Instructions to follow – Please copy the lines below from the first one through the line containing "[[199, 140]]", changing "JSON array" to "JSON list" and leaving everything else the same.

[Entries taken from a collection]
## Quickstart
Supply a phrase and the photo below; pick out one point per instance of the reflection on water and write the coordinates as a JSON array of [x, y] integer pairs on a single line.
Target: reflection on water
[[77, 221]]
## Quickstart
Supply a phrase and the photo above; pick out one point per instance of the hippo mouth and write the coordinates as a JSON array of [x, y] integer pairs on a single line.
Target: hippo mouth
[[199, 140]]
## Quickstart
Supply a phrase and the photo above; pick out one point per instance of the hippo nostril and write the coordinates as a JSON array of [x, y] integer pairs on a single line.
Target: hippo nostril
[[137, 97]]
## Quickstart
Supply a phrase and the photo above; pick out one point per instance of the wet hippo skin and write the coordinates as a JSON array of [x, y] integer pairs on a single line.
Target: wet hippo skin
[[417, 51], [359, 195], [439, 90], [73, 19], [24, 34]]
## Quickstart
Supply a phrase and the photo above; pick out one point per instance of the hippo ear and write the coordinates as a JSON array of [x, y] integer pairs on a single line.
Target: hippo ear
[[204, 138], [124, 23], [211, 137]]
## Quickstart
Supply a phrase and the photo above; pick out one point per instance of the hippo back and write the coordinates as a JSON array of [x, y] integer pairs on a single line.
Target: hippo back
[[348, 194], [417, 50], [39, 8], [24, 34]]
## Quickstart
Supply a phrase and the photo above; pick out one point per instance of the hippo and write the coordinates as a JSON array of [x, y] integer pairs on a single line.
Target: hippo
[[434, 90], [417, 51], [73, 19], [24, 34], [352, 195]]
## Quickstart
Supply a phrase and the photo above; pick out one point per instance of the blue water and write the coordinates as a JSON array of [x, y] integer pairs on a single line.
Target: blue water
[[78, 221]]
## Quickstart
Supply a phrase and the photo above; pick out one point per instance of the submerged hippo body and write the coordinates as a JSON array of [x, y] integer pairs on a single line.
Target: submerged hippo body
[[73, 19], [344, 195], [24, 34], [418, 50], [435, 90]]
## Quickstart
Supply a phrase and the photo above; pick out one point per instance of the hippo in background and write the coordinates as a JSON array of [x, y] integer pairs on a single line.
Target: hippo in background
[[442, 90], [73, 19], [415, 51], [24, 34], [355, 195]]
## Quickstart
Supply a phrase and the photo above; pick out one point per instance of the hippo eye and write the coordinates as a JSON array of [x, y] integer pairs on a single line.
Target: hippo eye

Reply to the exercise –
## Quickstart
Supply a phrase and the photo below; pick out one point per instance of the reflection on water and write the coordinates as a JSON list of [x, y] integer pairs on a single line.
Target: reflection on water
[[77, 221]]
## Quickstart
Supply a phrase and the photo above; pick out one point per instance of the hippo mouth and write the coordinates as a JSON list of [x, y] integer pairs on a single line.
Target: hippo mouth
[[199, 140]]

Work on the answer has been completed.